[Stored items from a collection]
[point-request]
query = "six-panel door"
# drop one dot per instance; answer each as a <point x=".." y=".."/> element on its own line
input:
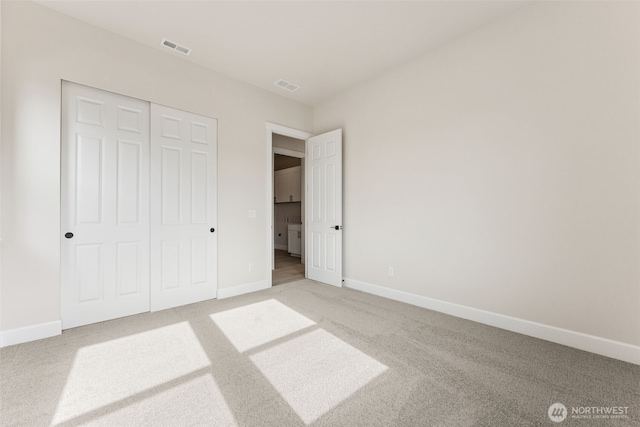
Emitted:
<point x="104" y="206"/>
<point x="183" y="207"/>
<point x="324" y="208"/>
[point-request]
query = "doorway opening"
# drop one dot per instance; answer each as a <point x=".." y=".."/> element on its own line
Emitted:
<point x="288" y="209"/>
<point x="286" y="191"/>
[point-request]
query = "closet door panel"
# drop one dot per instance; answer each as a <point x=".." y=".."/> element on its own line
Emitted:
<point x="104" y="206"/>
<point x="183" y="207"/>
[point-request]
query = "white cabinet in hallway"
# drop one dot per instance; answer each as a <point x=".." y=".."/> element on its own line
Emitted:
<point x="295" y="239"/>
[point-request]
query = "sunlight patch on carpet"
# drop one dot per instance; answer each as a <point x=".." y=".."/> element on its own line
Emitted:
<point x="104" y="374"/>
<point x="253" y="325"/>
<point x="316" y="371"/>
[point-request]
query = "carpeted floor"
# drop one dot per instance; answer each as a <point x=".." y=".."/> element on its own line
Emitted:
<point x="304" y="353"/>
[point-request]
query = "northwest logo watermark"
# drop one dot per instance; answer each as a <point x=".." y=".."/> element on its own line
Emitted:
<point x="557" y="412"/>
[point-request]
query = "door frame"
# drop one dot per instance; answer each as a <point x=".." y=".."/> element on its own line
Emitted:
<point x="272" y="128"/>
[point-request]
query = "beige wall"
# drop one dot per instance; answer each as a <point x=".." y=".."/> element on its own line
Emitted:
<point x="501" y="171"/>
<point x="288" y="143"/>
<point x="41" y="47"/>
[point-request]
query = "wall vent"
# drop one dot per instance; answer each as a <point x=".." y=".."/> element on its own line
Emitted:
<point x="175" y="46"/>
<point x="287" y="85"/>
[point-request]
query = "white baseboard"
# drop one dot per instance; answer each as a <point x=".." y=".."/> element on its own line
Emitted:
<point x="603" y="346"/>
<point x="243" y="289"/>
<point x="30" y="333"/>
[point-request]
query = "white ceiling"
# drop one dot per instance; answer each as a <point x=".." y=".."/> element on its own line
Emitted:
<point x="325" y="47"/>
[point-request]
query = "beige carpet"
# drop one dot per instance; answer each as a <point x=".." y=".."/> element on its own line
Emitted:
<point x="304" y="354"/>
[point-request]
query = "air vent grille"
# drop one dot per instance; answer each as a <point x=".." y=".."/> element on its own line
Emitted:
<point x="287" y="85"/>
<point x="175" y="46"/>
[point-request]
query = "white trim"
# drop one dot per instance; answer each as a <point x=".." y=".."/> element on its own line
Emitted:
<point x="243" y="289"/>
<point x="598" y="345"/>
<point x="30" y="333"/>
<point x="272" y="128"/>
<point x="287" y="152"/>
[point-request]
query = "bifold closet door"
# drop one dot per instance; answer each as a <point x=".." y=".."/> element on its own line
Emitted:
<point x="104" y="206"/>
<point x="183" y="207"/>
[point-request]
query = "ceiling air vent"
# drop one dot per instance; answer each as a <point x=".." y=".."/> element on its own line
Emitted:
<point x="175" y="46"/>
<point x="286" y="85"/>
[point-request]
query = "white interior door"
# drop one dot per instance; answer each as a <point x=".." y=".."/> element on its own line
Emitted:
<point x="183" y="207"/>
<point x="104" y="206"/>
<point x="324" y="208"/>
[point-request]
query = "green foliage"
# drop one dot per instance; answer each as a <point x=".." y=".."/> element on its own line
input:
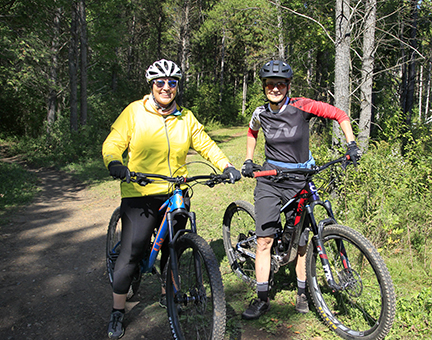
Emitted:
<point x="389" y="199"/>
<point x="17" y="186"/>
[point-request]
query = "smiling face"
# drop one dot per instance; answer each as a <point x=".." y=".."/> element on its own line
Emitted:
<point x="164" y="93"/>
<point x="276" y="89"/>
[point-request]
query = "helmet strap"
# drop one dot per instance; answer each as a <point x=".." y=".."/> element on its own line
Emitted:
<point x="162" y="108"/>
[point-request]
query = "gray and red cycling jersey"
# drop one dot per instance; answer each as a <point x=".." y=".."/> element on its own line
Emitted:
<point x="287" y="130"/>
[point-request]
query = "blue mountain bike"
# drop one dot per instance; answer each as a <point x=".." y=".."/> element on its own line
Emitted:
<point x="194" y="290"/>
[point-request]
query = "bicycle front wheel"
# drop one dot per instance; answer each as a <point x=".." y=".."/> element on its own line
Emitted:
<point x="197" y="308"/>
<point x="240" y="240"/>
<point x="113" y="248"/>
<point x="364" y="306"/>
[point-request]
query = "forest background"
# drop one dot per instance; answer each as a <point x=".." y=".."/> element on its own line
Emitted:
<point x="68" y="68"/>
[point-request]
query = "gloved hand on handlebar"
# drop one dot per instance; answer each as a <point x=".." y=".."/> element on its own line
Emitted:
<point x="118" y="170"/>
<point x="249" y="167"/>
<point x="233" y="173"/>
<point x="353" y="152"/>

● **What is expected**
Each line carrying the string "white" should be copied out from the entries.

● **Exercise result**
query = "white cabinet in hallway"
query = "white baseboard"
query = "white ceiling"
query = "white trim"
query = "white interior door"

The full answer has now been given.